SELECTED EXCERPT
What do coding interviewers actually look for in your Python code?
Not cleverness — trust. They already assume you can eventually get a correct answer; what they are deciding is whether your code could be read, tested, and shipped by their team. That judgement is made from how the code reads: whether your names carry meaning, whether functions are small and single-purpose, whether the control flow is flat, whether exceptions are specific, and whether the logic is separable from input and output. PEP 8 states the underlying priority directly — "Code is read much more often than it is written." Two solutions that return the identical answer can score very differently on exactly these signals.
How do you write clean Python code under interview pressure?
Solve it correctly first, then run a short, named refactor you have practised: give variables domain names (service, status_code — not p, s, c); split one long function into small ones that each do one thing; replace nested if-ladders with guard clauses and early returns so the happy path sits flat; catch a specific exception instead of a bare except; and keep a pure core that returns data with a thin edge that does the I/O. Each move is small and each is a signal the interviewer can see. Crucially, narrate the changes out loud as you make them — the reasoning is what is being graded.

INPUT DATA
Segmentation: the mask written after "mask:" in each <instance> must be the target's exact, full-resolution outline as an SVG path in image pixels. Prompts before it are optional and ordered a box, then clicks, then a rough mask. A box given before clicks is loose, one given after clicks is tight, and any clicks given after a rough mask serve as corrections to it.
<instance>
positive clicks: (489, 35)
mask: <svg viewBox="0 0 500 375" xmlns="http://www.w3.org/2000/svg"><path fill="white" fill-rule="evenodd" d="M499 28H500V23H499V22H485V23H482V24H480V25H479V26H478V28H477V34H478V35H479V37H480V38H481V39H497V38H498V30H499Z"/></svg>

PROBLEMS TO WORK ON
1 – From the passage on writing clean Python for coding interviews, reproduce the text between "Not cleverness —" and "exactly these signals.", inclusive.
2 – Answer these questions using the passage on clean Python in coding interviews:
(a) According to PEP 8, what is the underlying priority?
(b) Which two domain names does the passage give as examples of good variable names?
(c) What should replace nested if-ladders?
3 – For each statement, decide whether it agrees with the passage on clean Python in coding interviews. Answer yes or no, and quote the deciding words.
(a) Interviewers are chiefly looking for cleverness in the code.
(b) The passage recommends catching a bare except.
(c) The passage advises narrating changes aloud while making them.

LIST OF ANSWERS
1 –
Not cleverness — trust. They already assume you can eventually get a correct answer; what they are deciding is whether your code could be read, tested, and shipped by their team. That judgement is made from how the code reads: whether your names carry meaning, whether functions are small and single-purpose, whether the control flow is flat, whether exceptions are specific, and whether the logic is separable from input and output. PEP 8 states the underlying priority directly — "Code is read much more often than it is written." Two solutions that return the identical answer can score very differently on exactly these signals.

2 –
(a) "Code is read much more often than it is written."
(b) service and status_code.
(c) Guard clauses and early returns.

3 –
(a) No: "Not cleverness — trust."
(b) No: "catch a specific exception instead of a bare except"
(c) Yes: "narrate the changes out loud as you make them"